PROBLEM DETAILS: Reproduce the material exactly, omitting nothing.

##### SUPPLIED ENTRIES #####

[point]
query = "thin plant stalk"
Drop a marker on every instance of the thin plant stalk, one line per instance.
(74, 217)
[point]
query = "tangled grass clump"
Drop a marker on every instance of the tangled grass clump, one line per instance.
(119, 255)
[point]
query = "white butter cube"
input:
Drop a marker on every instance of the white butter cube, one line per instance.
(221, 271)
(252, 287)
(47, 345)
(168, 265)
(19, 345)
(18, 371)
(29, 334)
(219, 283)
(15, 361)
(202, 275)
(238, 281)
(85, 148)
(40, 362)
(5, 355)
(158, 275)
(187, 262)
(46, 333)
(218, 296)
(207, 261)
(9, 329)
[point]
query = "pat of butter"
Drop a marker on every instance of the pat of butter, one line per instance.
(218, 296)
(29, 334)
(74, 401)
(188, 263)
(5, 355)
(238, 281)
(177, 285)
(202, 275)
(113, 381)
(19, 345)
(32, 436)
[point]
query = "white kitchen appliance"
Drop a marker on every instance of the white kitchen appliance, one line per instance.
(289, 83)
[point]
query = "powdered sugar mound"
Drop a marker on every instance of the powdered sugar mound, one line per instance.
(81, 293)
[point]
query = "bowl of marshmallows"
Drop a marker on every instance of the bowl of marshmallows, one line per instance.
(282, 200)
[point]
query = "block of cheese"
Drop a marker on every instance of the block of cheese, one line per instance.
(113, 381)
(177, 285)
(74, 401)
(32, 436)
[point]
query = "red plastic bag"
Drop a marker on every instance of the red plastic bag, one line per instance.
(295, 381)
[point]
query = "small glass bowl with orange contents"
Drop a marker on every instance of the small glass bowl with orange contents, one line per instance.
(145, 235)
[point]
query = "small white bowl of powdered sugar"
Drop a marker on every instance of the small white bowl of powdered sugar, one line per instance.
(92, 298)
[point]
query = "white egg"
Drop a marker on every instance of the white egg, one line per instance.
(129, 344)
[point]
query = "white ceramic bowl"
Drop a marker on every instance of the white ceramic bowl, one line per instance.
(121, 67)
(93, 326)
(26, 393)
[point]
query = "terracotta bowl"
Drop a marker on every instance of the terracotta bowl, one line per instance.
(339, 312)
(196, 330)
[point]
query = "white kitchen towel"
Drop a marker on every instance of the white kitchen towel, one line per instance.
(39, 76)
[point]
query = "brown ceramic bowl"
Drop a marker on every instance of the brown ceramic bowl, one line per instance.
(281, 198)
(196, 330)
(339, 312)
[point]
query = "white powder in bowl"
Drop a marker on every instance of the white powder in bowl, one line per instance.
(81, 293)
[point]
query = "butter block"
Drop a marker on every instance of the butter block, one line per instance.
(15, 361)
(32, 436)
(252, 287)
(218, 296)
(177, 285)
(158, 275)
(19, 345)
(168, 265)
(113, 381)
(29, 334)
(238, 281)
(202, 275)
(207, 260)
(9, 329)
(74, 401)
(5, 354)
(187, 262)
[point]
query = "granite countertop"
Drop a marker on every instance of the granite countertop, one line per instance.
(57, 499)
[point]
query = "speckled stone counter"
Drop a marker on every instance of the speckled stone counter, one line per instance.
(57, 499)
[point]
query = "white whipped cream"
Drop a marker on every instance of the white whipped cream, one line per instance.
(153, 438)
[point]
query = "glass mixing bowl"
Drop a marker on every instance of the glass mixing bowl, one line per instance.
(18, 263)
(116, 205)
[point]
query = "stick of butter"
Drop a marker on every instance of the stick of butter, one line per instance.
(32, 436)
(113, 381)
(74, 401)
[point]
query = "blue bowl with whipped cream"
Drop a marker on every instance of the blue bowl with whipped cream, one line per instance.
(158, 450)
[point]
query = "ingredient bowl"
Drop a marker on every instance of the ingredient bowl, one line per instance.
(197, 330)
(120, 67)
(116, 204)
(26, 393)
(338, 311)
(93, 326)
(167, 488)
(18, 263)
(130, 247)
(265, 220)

#####

REPLY:
[point]
query = "thin plant stalk"
Drop a marker on every instance of the thin plant stalk, one line per instance.
(74, 217)
[point]
query = "tangled grass clump"
Drop a marker on every instance of the tangled grass clump, one line per instance.
(119, 255)
[point]
query = "white butter cube"
input:
Drop a marker on every instance of the white butter cube, one line per instance.
(221, 271)
(252, 287)
(47, 345)
(168, 265)
(19, 345)
(18, 371)
(29, 334)
(219, 283)
(15, 361)
(202, 275)
(238, 281)
(85, 148)
(40, 362)
(5, 355)
(158, 275)
(187, 262)
(46, 333)
(218, 296)
(207, 261)
(9, 329)
[point]
query = "pat of butter"
Drop a marker on every instance of the pat of butter, one line per instance.
(218, 296)
(29, 334)
(74, 401)
(188, 263)
(5, 355)
(238, 281)
(177, 285)
(202, 275)
(113, 381)
(19, 345)
(32, 436)
[point]
query = "white kitchen appliance"
Drop a marker on every instance of the white kitchen appliance, one line per instance.
(289, 83)
[point]
query = "powdered sugar mound"
Drop a marker on every instance of the powdered sugar mound, one line per instance.
(81, 293)
[point]
query = "bowl of marshmallows"
Drop a marker on every instance of the bowl of marshmallows, one line per instance.
(282, 200)
[point]
query = "block of cheese"
Drop a marker on every instance of the block of cheese, one line per instance.
(113, 381)
(177, 285)
(74, 401)
(32, 436)
[point]
query = "red plastic bag"
Drop a marker on every instance of the red plastic bag, one line per instance.
(295, 381)
[point]
query = "small glass bowl with orange contents"
Drop a marker on every instance of the small glass bowl with orange contents, one line per instance.
(145, 235)
[point]
query = "small white bowl of powdered sugar"
Drop a marker on every instance of the small white bowl of powdered sugar, one line per instance.
(92, 298)
[point]
query = "white egg"
Drop a marker on every instance of the white egg, one line per instance.
(129, 344)
[point]
query = "white ceramic bowl"
Drop a marker on every instance of the white ceramic bowl, one line per instance.
(121, 67)
(93, 326)
(26, 393)
[point]
query = "terracotta bowl"
Drop a marker on every instance of the terracotta bowl, one line per instance.
(339, 312)
(196, 330)
[point]
query = "white kitchen towel"
Drop a marker on every instance of the white kitchen towel, one line per instance.
(39, 76)
[point]
query = "brown ceramic bowl"
Drop a marker on every instance of the brown ceramic bowl, one line per instance.
(281, 198)
(196, 330)
(339, 312)
[point]
query = "white powder in bowl"
Drop a marker on every instance of the white powder in bowl, one line per instance.
(81, 293)
[point]
query = "butter block"
Drop a marker on every instance of the butter block, one line per instance.
(15, 361)
(32, 436)
(252, 287)
(218, 296)
(177, 285)
(158, 275)
(19, 345)
(168, 265)
(113, 381)
(29, 334)
(238, 281)
(202, 275)
(207, 260)
(9, 329)
(74, 401)
(5, 354)
(187, 262)
[point]
query = "granite countertop"
Drop a marker on every instance of the granite countertop, one line per instance.
(57, 499)
[point]
query = "speckled stone counter"
Drop a marker on every instance of the speckled stone counter, one line per instance.
(57, 499)
[point]
query = "white whipped cream"
Drop a marker on every instance of the white whipped cream, one line per instance.
(153, 438)
[point]
query = "glass mixing bowl"
Drop a marker on every instance of the glass mixing bowl, one line per instance.
(18, 263)
(116, 205)
[point]
query = "stick of butter"
Drop a marker on every instance of the stick of butter, one line per instance.
(32, 436)
(113, 381)
(74, 401)
[point]
query = "blue bowl with whipped cream"
Drop a marker on every instance of the blue bowl with whipped cream, one line per instance.
(158, 450)
[point]
query = "ingredient bowl"
Drop a marker on every instance of the ingredient bowl, one line per instance.
(197, 330)
(120, 67)
(116, 204)
(26, 393)
(338, 311)
(93, 326)
(167, 488)
(18, 263)
(130, 247)
(265, 220)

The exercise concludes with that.